EXERCISE INPUTS:

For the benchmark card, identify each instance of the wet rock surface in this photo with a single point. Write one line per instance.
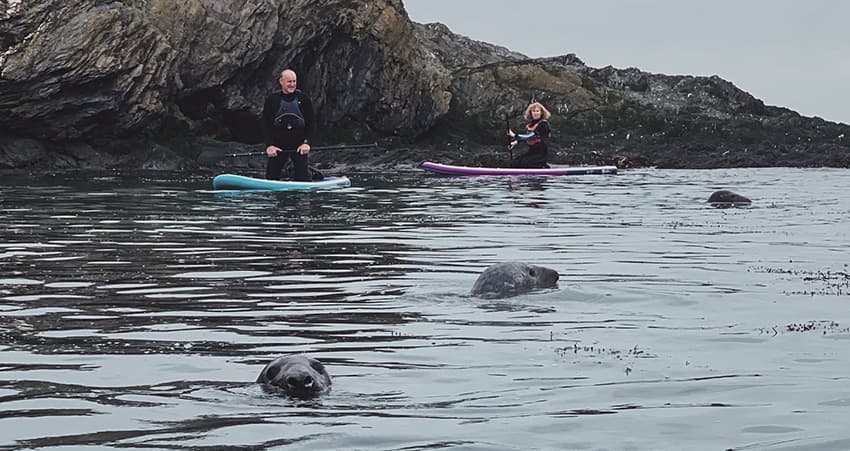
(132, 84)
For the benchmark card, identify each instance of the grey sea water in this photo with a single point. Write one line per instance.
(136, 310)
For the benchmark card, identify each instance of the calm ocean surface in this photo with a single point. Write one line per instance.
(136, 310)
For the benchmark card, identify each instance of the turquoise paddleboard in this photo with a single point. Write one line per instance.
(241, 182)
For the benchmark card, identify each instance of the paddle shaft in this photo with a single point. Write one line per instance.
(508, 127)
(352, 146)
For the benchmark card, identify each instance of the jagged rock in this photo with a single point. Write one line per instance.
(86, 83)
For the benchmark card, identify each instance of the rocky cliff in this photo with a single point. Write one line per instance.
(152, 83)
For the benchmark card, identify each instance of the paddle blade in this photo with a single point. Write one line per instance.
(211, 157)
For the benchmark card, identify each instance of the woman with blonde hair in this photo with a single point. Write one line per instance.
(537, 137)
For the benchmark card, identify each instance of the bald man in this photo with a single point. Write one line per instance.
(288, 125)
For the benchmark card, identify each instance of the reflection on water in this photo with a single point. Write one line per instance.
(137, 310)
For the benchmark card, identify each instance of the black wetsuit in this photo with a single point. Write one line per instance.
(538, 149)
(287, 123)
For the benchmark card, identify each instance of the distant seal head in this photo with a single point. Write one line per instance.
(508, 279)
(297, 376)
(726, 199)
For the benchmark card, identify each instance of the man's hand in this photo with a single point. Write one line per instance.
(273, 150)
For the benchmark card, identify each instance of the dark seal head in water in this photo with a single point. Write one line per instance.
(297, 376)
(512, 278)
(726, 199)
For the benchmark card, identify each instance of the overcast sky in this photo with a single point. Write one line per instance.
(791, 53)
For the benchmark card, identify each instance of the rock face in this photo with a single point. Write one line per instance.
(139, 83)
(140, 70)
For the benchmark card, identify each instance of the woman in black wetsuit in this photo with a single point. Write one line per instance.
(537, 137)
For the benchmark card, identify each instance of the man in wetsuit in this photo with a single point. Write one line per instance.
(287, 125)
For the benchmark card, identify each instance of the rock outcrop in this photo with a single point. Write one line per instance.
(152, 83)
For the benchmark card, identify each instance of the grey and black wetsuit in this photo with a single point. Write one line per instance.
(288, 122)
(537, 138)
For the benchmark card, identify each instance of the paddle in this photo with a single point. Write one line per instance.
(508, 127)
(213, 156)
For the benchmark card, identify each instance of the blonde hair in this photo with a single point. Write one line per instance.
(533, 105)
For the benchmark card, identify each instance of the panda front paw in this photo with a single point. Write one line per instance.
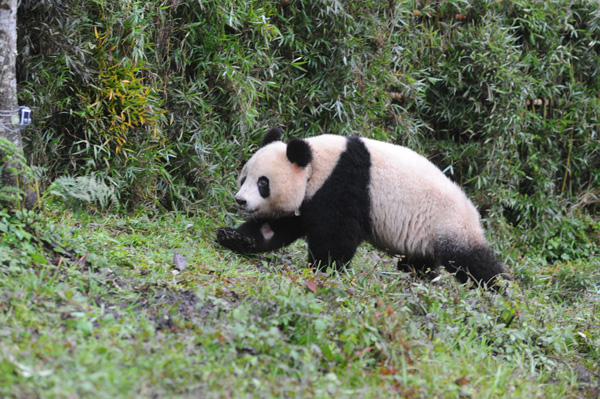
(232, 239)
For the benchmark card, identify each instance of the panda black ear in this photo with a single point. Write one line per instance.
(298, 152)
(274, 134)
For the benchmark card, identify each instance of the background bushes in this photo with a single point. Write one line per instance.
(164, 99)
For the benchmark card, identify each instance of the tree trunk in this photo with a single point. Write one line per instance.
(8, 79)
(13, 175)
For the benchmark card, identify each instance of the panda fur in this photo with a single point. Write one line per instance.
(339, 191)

TASK DESCRIPTION: Go back to the records above and write them out exactly, without the pictures.

RIGHT ANSWER:
For the benchmark card, identify each instance of the wet rock surface in this photo with a single point. Write one line per instance.
(132, 84)
For the benchmark card, identify each instance of the grey sea water in this photo with a single point. Write one line per instance.
(136, 310)
For the benchmark card, identify each instance of the calm ocean surface in this photo with a single point. Write one line per instance.
(136, 310)
For the benchmark card, identify each instance of the turquoise paddleboard in this photo with a single point. Write one line per instance.
(241, 182)
For the benchmark card, identify each instance of the paddle shaft in this photo with a single point. Write one line per instance.
(508, 127)
(352, 146)
For the benchmark card, identify each instance of the jagged rock in this photo with a single point. Write one line per instance.
(86, 83)
For the benchmark card, identify each instance of the rocky cliff in this photo with a single point. Write one line per instance.
(152, 83)
For the benchmark card, identify each instance of the paddle blade in this photo with a single point. Write one line per instance.
(211, 157)
For the benchmark card, identify each instance of the woman with blonde hair in this photo with a single point. Write one line per instance.
(537, 137)
For the benchmark card, identify each instance of the bald man in this photo with a single point. Write one line per instance.
(288, 125)
For the benchmark card, identify each instance of the reflection on water in this photo with a single point. Write one line per instance.
(137, 310)
For the benchmark card, identify each instance of the black wetsuit in this photo with a single point. Write one line per instance.
(538, 149)
(287, 123)
For the benchmark card, identify each instance of the distant seal head in this photo with a single point. Write one line per instance.
(508, 279)
(297, 376)
(726, 199)
For the benchmark card, identify each instance of the man's hand in this photo with a single point. Write one line per instance.
(273, 150)
For the benchmark card, identify each instance of the dark seal head in water in this photo with a single point. Write one line per instance.
(297, 376)
(512, 278)
(726, 199)
For the benchmark card, identify each instance of the overcast sky in this photo with a single point. Write one line per instance.
(791, 53)
For the benchmark card, identify each instance of the rock face in this photo with a single point. Write one line per instance.
(139, 83)
(140, 70)
For the benchmark card, identify each instance of the woman in black wetsuit in this photo with a single point. Write one line per instance.
(537, 137)
For the benchmark card, identify each instance of the man in wetsuit in this photo with a single point. Write one line per instance.
(287, 125)
For the benchmark card, identify each instance of the rock outcrop in this photo with a single point. Write one line per instance.
(152, 83)
For the benchmark card, identify each instance of the grey and black wetsuit in this photo with a single point. Write one line per instance.
(288, 122)
(537, 138)
For the benchmark card, identify each instance of the paddle in this photo with a single point. Write one line per instance.
(508, 127)
(213, 156)
For the benchmark card, identify each instance of the blonde hair in this photo with a single point. Write one line per instance.
(533, 105)
For the benchmark card, identify each instance of the panda front paw in this photo with a single point. Write one line per instance.
(232, 239)
For the benchmark card, identify each instance of the panda black ear in this photo with a single point. Write one line per instance.
(298, 152)
(274, 134)
For the benchmark card, identify each instance of the background bushes in this photo with a single point. Write one line per instance.
(164, 99)
For the benchmark card, identify each instance of the tree trunk in this photo with a single point. Write one line per instance.
(8, 79)
(13, 175)
For the benchmark card, identify each instance of the panda fur in this photo with a single point. Write one line per instance.
(339, 191)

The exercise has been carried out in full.